- Written request A
Using the sermon excerpt below, decide whether each statement agrees with it. Give yes or no for each, with the exact words from the sermon excerpt that settle it. (i) The young minister had spent part of his training in Africa. (ii) The old spinster complained that supermarkets were closed on Sundays. (iii) The minister's first congregation was in County Down.

Readings – Jeremiah 1:4–10; Luke 13: 10–17
“There are six days on which work ought to be done; come on those days and be cured, and not the sabbath day.”
Let me begin with a story from my mother country, about a young Presbyterian minister newly arrived in his first congregation, out in the rural parts of County Antrim where a strict observance of the Lord’s Day is considered essential, at least among Presbyterians. Having spent part of his training in Africa and another part in a deprived housing estate closer to home, the young minister was full of fire for God’s Kingdom to come on Earth as it is in heaven, and he tried to ensure his sermons inspired his congregation to work for social justice. Sometimes they may have even been a bit… whisper it… political.
Not all of his congregation were impressed by these sermons, and one old spinster in particular would enjoin him Sunday by Sunday to return to more traditional themes. As the weeks turned into months she did so in increasingly shrill tones. Wasn’t it terrible Reverend Campbell, she said, that the supermarkets were open on a Sunday these days and, worse still, that some of members of this very congregation went straight from church to do their shopping, and wouldn’t he like to preach against that? Even worse, she later revealed, some villagers went to the pub for their Sunday lunch, and beyond even that, some of them went to pubs run by Roman Catholics. Now, surely that was something he needed to take a stand against instead of blethering on about the cassava harvest in Nigeria.
Eventually, the young minister had his fill of it, and found he had to say something, even to a lady who put a generously stuffed envelope on the plate every Sunday.

- Provided entries
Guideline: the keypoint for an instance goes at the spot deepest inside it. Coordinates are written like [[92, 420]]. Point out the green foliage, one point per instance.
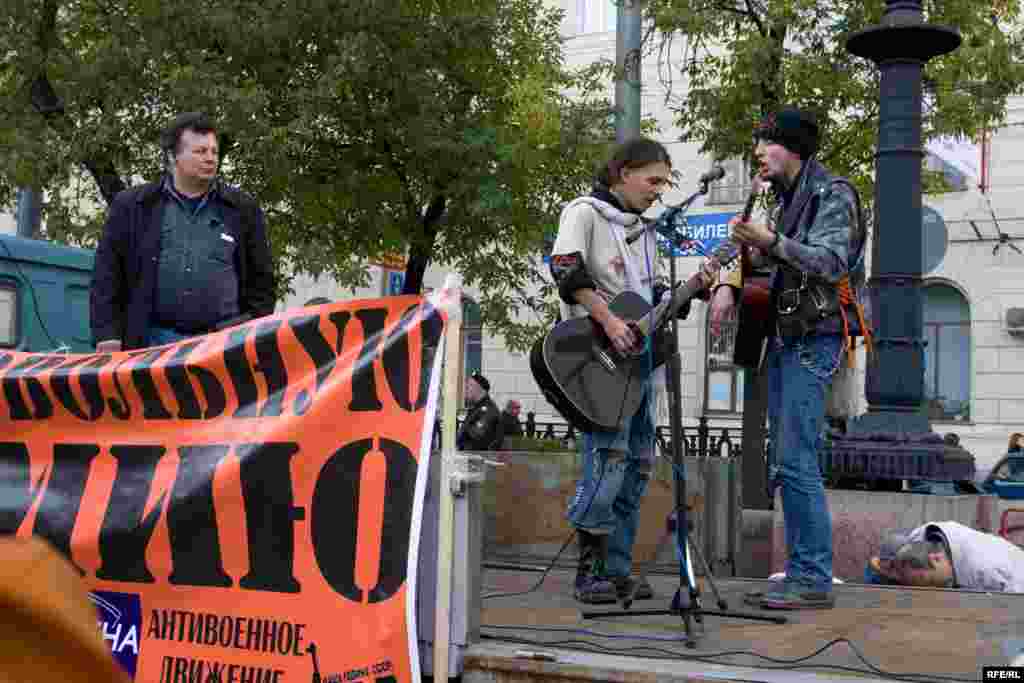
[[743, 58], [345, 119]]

...

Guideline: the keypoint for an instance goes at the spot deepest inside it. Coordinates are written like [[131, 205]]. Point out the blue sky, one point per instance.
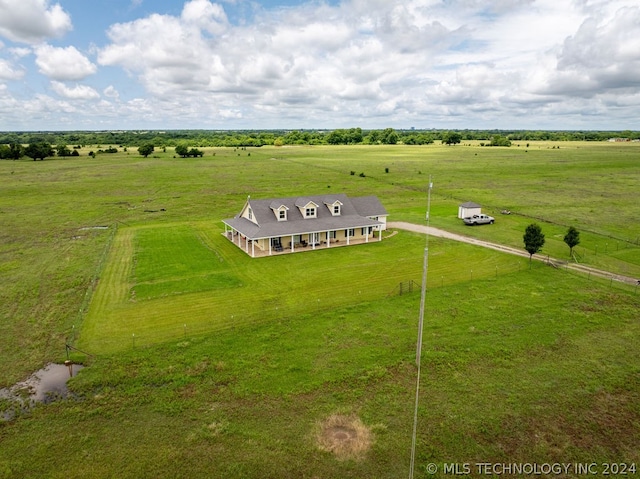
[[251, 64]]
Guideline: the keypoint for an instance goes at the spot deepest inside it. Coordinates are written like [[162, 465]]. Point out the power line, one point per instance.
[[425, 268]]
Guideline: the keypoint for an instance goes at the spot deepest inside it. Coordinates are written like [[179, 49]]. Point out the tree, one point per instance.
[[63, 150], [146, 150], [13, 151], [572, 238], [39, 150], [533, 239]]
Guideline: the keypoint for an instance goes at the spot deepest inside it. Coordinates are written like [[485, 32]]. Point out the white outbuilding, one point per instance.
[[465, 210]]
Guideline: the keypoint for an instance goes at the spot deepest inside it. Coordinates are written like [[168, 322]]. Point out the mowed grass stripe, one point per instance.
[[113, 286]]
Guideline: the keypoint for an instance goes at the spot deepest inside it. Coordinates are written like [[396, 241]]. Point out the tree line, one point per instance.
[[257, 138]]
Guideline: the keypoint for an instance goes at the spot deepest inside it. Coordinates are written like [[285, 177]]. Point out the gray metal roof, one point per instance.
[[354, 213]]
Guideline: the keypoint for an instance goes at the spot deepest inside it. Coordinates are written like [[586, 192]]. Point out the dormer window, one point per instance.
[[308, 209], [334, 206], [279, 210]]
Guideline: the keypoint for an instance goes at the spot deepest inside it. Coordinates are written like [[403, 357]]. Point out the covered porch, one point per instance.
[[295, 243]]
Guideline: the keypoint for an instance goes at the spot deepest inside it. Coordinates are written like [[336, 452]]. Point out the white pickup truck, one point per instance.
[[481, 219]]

- Written request B
Recast the records that run from the line containing "tree, one point per instance." through the line containing "[[113, 286]]", both lines included, as a two-column CSV with the columns task and value. Give one row per request, with its text and its answer each in a single quoted field and any line breaks turned into spaces.

- Written response A
(i) Yes: "Having spent part of his training in Africa"
(ii) No: "the supermarkets were open on a Sunday these days"
(iii) No: "out in the rural parts of County Antrim"

- Written response B
task,value
"Guideline: the keypoint for an instance goes at the spot deepest inside it. Coordinates are written like [[179, 49]]. Point out the tree, one point per instance.","[[63, 150], [146, 150], [13, 151], [572, 238], [39, 150], [533, 239]]"
"Guideline: the keypoint for an instance goes at the spot deepest inside it. Coordinates are written like [[485, 32]]. Point out the white outbuilding, one point per instance.","[[465, 210]]"
"Guideline: the keypoint for an instance goes at the spot deepest inside it. Coordinates are written like [[168, 322]]. Point out the mowed grass stripe, one point per instance.","[[113, 286]]"